Zitierter Auszug:
------------------------
28.04.2004 | 27 2004
Welche Musik braucht das Formatradio, um auf dem Markt erfolgreich bestehen zu können? Was wünscht sich die Musikindustrie von den Radiostationen, um ihre Produkte erfolgreich verkaufen zu können? Und welche Strukturen sind notwendig, damit beide überleben können? Um diese Fragen kreiste die Diskussion im Rahmen des BLM-Forums "Musik und Rundfunk - Märkte, Formate, Nischen" am 27.04.2004 in der Bayerischen Landeszentrale für neue Medien.

Obwohl sowohl für das Radio als auch für die Tonträgerhersteller die Musik das wichtigste Standbein sind, arbeiten sie doch in verschiedenen Märkten, führte BLM-Präsident Prof. Dr. Wolf-Dieter Ring in seiner Eröffnungsrede aus. Der Hörfunk steht auf dem Werbemarkt unter Druck, die Musikindustrie bangt um ihre Verkaufszahlen - für beide habe sich die Situation seit den ersten Gesprächen im Jahr 2000 deutlich verschlechtert, so Ring. Umso wichtiger sei es deshalb, gemeinsam nach neuen Kooperationsmodellen und Wegen aus der Krise zu suchen.
------------------------
Bereitgestellte Daten:
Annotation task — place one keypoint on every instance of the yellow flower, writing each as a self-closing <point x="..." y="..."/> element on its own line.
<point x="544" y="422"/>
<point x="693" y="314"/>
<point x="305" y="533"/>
------------------------
Aufgabenübersicht:
A – Um welche Fragen kreiste laut dem Text über das BLM-Forum die Diskussion? Nenne sie alle.
B – Wie könnte der Text über das BLM-Forum nach seinem letzten Satz weitergehen? Knüpfe mit einigen Sätzen daran an.

Die Lösungen:
A –
- Welche Musik braucht das Formatradio, um auf dem Markt erfolgreich bestehen zu können?
- Was wünscht sich die Musikindustrie von den Radiostationen, um ihre Produkte erfolgreich verkaufen zu können?
- Welche Strukturen sind notwendig, damit beide überleben können?

B –
"In Deutschland gibt es zu wenig Radiosender", lautete die These von Klaus Goldhammer, Geschäftsführer der GoldMedia GmbH. Er rechnete vor, dass in Deutschland auf eine Million Menschen gerade mal vier Radioprogramme kommen. In den USA seien es 46! Daher sei es kein Wunder, dass 58% aller Radioformate im AC-Bereich anzusiedeln sind, die den Geschmack von immerhin 60% der Hörer treffen. Die oft kritisierte programmliche Monotonie ist also, so Goldhammer, ein Wettbewerbsproblem. Mehr Vielfalt sei nur über ein Votum der Politik für mehr Programme herbeizuführen.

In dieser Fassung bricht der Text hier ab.